• _TASK TO COMPLETE_
Please read the passage below about Harhor's seizure of power: how long did he reign according to the monumental record?

• _SUPPLIED PASSAGE_

::::::

The Pontiff was able to organize a party in Northern Egypt, as well as to control the whole body of priests and prophets in the South. When he found the time ripe for his purposes he laid aside the mask of loyal obedience and seized the royal power, proclaiming himself by the several official titles of "King of Upper and Lower Egypt, High-Priest of Amun-Ra, Si-Amun Har-Hor."

We can hardly suppose that all this was accomplished without resistance. Coups d'Etat are generally characterised by scenes of violence. Indeed, the members of the royal family and their adherents who were not put to death were banished and found a refuge in the Great Oasis. An inscription gives the number of the exiles as a hundred thousand. A multitude so large could have been evicted only by a revolution set on foot by a conspiracy which had been carefully laid. And this is confirmed by the fact that the sacerdotal usurpers found these exiles to be a constant source of peril.

According to the monumental record, Harhor reigned sixteen years. He is also described as winning a victory over the Ruthen or Palestinians, but this must have been the repelling of an invasion. Syria and Palestine had ceased to be tributary to Egypt, and all that this king could hope was to be permitted to occupy the throne in peace. His wife was of Semitic parentage, and was named Netem. Their children received Semitic names. Semitism in language and customs had thus generally perverted the Egyptian court and wealthier population. (2)

::::::

• _SUPPLIED INFORMATION_
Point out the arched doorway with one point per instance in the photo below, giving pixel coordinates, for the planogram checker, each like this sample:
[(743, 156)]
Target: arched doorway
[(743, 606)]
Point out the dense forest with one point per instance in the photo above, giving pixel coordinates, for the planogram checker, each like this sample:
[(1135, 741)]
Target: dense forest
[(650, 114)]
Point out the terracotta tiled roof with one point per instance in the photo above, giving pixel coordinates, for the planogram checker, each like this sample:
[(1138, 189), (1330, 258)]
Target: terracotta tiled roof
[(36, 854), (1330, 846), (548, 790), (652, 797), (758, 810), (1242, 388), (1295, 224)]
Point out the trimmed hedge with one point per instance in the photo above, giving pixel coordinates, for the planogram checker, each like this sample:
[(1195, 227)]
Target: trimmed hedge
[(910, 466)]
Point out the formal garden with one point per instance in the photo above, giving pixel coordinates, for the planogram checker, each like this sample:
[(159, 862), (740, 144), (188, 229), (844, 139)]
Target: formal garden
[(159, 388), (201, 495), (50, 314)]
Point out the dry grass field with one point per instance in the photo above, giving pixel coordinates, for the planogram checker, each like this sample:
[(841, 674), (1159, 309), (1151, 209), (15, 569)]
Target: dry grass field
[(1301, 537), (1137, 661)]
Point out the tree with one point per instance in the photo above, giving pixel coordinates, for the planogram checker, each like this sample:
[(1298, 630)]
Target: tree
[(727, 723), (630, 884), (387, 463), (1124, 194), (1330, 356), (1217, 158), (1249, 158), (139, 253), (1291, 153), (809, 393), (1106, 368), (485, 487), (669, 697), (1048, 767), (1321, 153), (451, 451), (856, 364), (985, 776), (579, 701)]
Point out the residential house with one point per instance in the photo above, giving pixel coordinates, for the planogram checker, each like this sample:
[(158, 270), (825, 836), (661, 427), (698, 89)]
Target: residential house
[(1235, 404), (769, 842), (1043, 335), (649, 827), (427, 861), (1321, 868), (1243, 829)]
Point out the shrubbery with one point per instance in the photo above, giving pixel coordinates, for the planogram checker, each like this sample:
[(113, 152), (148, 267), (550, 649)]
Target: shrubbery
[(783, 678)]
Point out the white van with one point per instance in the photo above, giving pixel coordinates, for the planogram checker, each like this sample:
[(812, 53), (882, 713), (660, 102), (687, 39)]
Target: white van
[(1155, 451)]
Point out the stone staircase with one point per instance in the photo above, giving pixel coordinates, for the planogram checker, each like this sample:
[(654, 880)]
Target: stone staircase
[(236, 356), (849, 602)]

::::::

• _THE SOLUTION_
Sixteen years.